Honestly, he looks fine. Don't mess with his food to much.


----------



## Stevie D (May 22, 2020)

I don’t think that you have anything to worry about, Rooster. There are so many factors at play and they go through “leaner” and “fatter” stretches as they grow. Similar to gunner, my guy was even a little leaner at a year and a lot more muscle and definition came in the next few months. Like yours, he also had very pronounce hip points that mostly disappeared as he grew. If this helps set your mind at ease, this is Twix at 16 months (keep in mind that he gets 2 hrs + of run time a day and is panting in the second picture so the ribs are even more pronounced.) He’s 63 lbs, on free food (dry kibble) and eats a bowl in the morning and one in the evening, plus a healthy amount of training treats. Hope this helps....


----------



## RoosterTheRed (Dec 10, 2020)

Information given ->
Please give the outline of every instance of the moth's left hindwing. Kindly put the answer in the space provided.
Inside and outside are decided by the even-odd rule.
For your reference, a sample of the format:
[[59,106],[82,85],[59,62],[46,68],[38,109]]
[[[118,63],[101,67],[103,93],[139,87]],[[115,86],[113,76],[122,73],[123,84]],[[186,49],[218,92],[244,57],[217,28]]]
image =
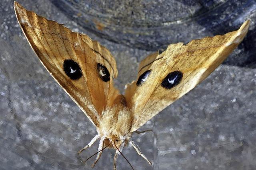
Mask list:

Brief 1 -> Repeat the forum thread about the dog's weight from "I don’t think" up to and including "(Dec 10, 2020)".
Brief 2 -> Write what comes next in the forum thread about the dog's weight, picking up after its last line.
The listing has no connection to the forum thread about the dog's weight.

Exercise answer 1 ->
I don’t think that you have anything to worry about, Rooster. There are so many factors at play and they go through “leaner” and “fatter” stretches as they grow. Similar to gunner, my guy was even a little leaner at a year and a lot more muscle and definition came in the next few months. Like yours, he also had very pronounce hip points that mostly disappeared as he grew. If this helps set your mind at ease, this is Twix at 16 months (keep in mind that he gets 2 hrs + of run time a day and is panting in the second picture so the ribs are even more pronounced.) He’s 63 lbs, on free food (dry kibble) and eats a bowl in the morning and one in the evening, plus a healthy amount of training treats. Hope this helps....


----------



## RoosterTheRed (Dec 10, 2020)

Exercise answer 2 ->
Stevie D said:


> I don’t think that you have anything to worry about, Rooster. There are so many factors at play and they go through “leaner” and “fatter” stretches as they grow. Similar to gunner, my guy was even a little leaner at a year and a lot more muscle and definition came in the next few months. Like yours, he also had very pronounce hip points that mostly disappeared as he grew. If this helps set your mind at ease, this is Twix at 16 months (keep in mind that he gets 2 hrs + of run time a day and is panting in the second picture so the ribs are even more pronounced.) He’s 63 lbs, on free food (dry kibble) and eats a bowl in the morning and one in the evening, plus a healthy amount of training treats. Hope this helps....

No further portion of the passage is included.